[[ DOCUMENT TEXT, beginning ]]
Social Security’s combined trust fund is expected to run out by 2035 unless policymakers balance the program’s costs and revenues, according to data from the Urban Institute. Mr. Brown said that would be done by raising taxes, which would help ease the problem in what he deemed “the medium term.”
If the trust fund were depleted, Social Security would be able to pay only 83% of scheduled benefits, spelling trouble for the 81 million retirees and people with disabilities who rely on it, according to data from the Urban Institute.
Poor people would be hit hardest. The Urban Institute projected earlier this year a 50% increase in the number of Social Security beneficiaries living in poverty.
Medicare faces similar challenges. A recent report from Medicare trustees indicates that the Hospital Insurance (HI) Trust Fund, which underpins Medicare, is expected to run out by 2036.
[[ DOCUMENT TEXT, end ]]
■ REQUIRED ACTION A
Decide whether each statement below agrees with the passage on Social Security and Medicare funding, answering yes or no and quoting the deciding words of the passage: (i) A depleted trust fund would leave Social Security able to pay only 83% of scheduled benefits; (ii) the Urban Institute projected a 50% decrease in the number of beneficiaries living in poverty; (iii) the Hospital Insurance Trust Fund is expected to run out by 2035.
■ REQUIRED ACTION B
Summarize the passage on Social Security and Medicare funding in two sentences.
■ REQUIRED ACTION C
Pick up the passage on Social Security and Medicare funding after its final sentence and continue it.
[[ INPUT DATA, beginning ]]
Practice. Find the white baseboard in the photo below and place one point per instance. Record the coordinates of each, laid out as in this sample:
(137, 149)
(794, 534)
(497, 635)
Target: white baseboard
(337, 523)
[[ INPUT DATA, end ]]
■ ANSWER A
(i) Yes: "Social Security would be able to pay only 83% of scheduled benefits."
(ii) No: "a 50% increase in the number of Social Security beneficiaries living in poverty."
(iii) No: "is expected to run out by 2036."

■ ANSWER B
Social Security's combined trust fund is expected to run out by 2035 unless costs and revenues are balanced, after which only 83% of scheduled benefits could be paid, with poor people hit hardest. Medicare faces a similar problem, as its Hospital Insurance Trust Fund is expected to run out by 2036.

■ ANSWER C
If that fund were depleted, Medicare would be able to pay only partial benefits for hospital stays, nursing home visits and home health care, leaving millions of seniors with increased out-of-pocket costs.
Dr. John Cuddeback, a philosophy professor at Christendom College who writes extensively on home life and family at his blog LifeCraft, suggests looking back at a tradition that once provided support for unmarried people: living with extended family.
“Once upon a time, it was normal for an unmarried sibling to live with a family of a sibling,” he told The Washington Times. “’Auntie So-and-So,’ especially an unmarried woman, was often a very important part of the household.”
Mr. Cuddeback says that as the number of unmarried women grows, society should reconsider the role they can play within extended families. He suggests that unmarried women might find renewed purpose and connection by becoming part of their sibling’s household.
“Maybe there’s more reason than we realize to live in a household as an aunt,” he said, adding that the arrangement could benefit the unmarried individual and the family.
“It gives the children some place to go and have a rich relationship,” Mr. Cuddeback said, likening it to the benefits children experience from having grandparents present.
“Meaningful relationships are just harder to find as, you know, you age and start having other goals,” said Georganna, an unmarried 25-year-old Nashville native working in film production. She told The Times she feels an intense reliance on her family.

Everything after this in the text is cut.